Helen Undy, Chief Executive, Money and Mental Health

How to close the mental health income gap

3 February 2021

People with mental health problems live on an income that is, on average, £8,400 lower than those without mental health problems every single year. 

That’s the stark headline from our Mental Health and Income Commission, which publishes its final report today. That persistent low income drives people into problem debt, leaves families going without essentials, limits our potential at work and further exacerbates poor mental health. It’s not a new problem, but it’s one that has been exposed more than ever in the face of the pandemic, and looks set to get even worse without urgent action.

Understanding the drivers of this lower income is an ambitious task, incorporating everything from benefits policy to employment discrimination, mentoring and progression at work to sick pay and flexible working. To do justice to this complex policy area, we decided to ask for the help of some experts from the worlds of business, politics, trade unions and charities — as well as those with personal experience of mental health problems — and the Mental Health Income Commission was born.

◆ USING THE INFORMATION
**A)** Reproduce the passage from the mental health income gap article that begins with the words containing "How to close" and ends with "every single year.".
**B)** According to the mental health income gap article, why did the organization call on outside experts and form the commission? Answer in one to three sentences.
**C)** Continue the mental health income gap article from the point where it stops.
The listing has no role in this exercise.

◆ Stored data
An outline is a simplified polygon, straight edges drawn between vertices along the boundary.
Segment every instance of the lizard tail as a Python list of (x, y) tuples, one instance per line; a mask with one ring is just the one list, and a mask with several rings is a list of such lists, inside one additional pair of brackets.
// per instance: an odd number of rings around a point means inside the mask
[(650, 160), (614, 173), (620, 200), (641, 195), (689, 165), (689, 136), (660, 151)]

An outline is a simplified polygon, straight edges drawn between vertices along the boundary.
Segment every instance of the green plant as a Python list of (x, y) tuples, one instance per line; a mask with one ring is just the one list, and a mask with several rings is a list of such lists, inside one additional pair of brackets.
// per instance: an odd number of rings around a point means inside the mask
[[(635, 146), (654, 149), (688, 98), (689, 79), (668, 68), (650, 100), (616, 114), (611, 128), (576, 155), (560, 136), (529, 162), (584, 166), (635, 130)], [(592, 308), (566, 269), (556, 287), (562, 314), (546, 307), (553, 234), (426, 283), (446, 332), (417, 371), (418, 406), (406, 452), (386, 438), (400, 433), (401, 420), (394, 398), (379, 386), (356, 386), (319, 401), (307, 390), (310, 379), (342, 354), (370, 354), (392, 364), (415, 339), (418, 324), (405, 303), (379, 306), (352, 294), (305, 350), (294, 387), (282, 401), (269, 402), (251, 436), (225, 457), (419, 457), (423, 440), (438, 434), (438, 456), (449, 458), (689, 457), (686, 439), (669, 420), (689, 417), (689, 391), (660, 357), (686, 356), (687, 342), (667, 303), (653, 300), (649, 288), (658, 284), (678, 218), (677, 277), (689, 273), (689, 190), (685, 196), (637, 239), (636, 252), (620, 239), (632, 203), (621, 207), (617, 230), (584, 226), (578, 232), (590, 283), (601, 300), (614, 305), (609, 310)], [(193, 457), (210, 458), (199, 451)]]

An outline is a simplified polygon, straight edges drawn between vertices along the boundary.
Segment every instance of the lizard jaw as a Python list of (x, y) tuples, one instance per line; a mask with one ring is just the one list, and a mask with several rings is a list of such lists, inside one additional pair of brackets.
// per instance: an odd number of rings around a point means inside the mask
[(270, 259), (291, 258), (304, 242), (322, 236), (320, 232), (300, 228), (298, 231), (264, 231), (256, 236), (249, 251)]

◆ SOLVED TASKS
**A)**
How to close the mental health income gap

3 February 2021

People with mental health problems live on an income that is, on average, £8,400 lower than those without mental health problems every single year.

**B)** Understanding why people with mental health problems have lower incomes is an ambitious and complex task. It covers areas from benefits policy and employment discrimination to sick pay and flexible working. To do justice to this policy area, the organization asked for help from experts in business, politics, trade unions and charities, as well as people with personal experience of mental health problems.

**C)**
The inequalities exposed by Covid-19

While the case for the Commission was already apparent, the Covid-19 pandemic has both laid bare existing inequalities in a way we’ve not seen before, and has increased the number of people experiencing both money and mental health problems. From the beginning the Commissioners were clear — the resulting reports needed to address both the urgent response to the pandemic, and the wider systemic change that is needed. If we are to ‘build back better’ we need to ensure that people with mental health problems are not left behind.

For all the challenges, the pandemic response brings opportunities too, and the Commissioners were keen to make the most of these. As well as unprecedented action to support household budgets, there is an increased acknowledgement from government of the connection between money and mental health and the sheer number of people affected. This pandemic is a crisis on a scale that most of us have never seen in our lifetimes. It has changed what we thought was normal, and what we thought was possible, opening the door to a policy response that we could not have previously imagined.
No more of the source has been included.